Task goal: Take the data below and extract the lines from the one with "Reviewer note: check that every instance of the upper" to the one with "Reviewer note: check that every instance of the white dormer", inclusive, exactly as written.
== Segment start ==
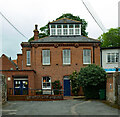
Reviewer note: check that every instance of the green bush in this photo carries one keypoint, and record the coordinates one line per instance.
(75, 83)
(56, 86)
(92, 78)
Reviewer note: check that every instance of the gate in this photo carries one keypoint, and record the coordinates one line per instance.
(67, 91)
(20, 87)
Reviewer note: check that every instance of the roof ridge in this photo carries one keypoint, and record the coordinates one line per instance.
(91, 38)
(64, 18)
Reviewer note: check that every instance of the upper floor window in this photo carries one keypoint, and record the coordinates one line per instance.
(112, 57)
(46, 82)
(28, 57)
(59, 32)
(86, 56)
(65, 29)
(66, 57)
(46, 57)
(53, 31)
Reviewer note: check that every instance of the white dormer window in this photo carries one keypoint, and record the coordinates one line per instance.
== Segment end ==
== Segment start ==
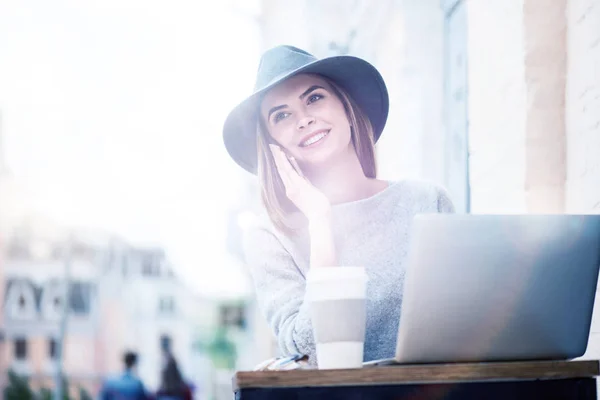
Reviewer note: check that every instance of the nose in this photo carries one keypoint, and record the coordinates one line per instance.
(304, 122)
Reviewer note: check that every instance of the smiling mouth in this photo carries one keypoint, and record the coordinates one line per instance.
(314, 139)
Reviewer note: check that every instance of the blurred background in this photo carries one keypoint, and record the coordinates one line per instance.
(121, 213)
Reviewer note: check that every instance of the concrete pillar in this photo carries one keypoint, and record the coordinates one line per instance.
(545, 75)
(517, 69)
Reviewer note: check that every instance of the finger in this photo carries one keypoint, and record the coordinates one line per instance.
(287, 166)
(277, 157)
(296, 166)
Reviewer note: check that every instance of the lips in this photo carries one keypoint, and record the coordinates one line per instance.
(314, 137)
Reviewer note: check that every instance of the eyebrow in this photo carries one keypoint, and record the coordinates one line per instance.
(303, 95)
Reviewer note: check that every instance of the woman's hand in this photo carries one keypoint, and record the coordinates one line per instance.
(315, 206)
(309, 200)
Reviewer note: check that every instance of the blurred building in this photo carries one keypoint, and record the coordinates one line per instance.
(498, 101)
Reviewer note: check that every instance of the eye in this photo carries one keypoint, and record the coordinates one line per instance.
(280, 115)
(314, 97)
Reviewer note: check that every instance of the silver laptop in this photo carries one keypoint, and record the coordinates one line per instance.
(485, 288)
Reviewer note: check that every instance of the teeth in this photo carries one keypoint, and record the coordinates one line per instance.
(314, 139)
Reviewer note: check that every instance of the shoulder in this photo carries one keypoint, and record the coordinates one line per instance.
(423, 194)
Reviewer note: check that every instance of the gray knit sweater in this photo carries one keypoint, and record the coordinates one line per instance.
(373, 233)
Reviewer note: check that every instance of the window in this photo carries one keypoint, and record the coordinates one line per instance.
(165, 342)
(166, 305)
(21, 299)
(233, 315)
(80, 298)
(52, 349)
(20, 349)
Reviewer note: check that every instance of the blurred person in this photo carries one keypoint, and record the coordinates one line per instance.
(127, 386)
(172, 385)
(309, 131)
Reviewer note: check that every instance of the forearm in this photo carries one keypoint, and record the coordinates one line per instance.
== Segment end ==
== Segment start ==
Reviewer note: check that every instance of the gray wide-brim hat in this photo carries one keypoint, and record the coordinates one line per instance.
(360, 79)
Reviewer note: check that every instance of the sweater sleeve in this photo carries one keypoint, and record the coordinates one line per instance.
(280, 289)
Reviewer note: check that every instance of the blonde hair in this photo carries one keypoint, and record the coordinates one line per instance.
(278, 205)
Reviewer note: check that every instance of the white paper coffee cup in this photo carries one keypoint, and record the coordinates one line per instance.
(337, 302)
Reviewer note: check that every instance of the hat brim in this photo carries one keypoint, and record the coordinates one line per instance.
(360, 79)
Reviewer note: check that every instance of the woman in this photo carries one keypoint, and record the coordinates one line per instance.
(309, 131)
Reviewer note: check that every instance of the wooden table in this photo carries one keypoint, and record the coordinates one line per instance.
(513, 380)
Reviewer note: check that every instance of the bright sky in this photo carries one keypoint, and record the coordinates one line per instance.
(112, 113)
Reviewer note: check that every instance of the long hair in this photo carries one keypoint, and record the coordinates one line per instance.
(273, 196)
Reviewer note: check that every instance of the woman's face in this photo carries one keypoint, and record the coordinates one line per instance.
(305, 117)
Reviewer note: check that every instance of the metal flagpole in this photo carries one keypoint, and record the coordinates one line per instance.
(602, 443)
== Segment end ==
Response below:
Reviewer note: check that every instance of the upper floor window in this photo carries one keypoint, and record the coordinates one line per instance.
(112, 57)
(46, 82)
(28, 57)
(59, 32)
(86, 56)
(65, 29)
(66, 57)
(46, 57)
(53, 31)
Reviewer note: check that every instance of the white dormer window in this photo carries one keypoint, and record the coordinates one line per instance.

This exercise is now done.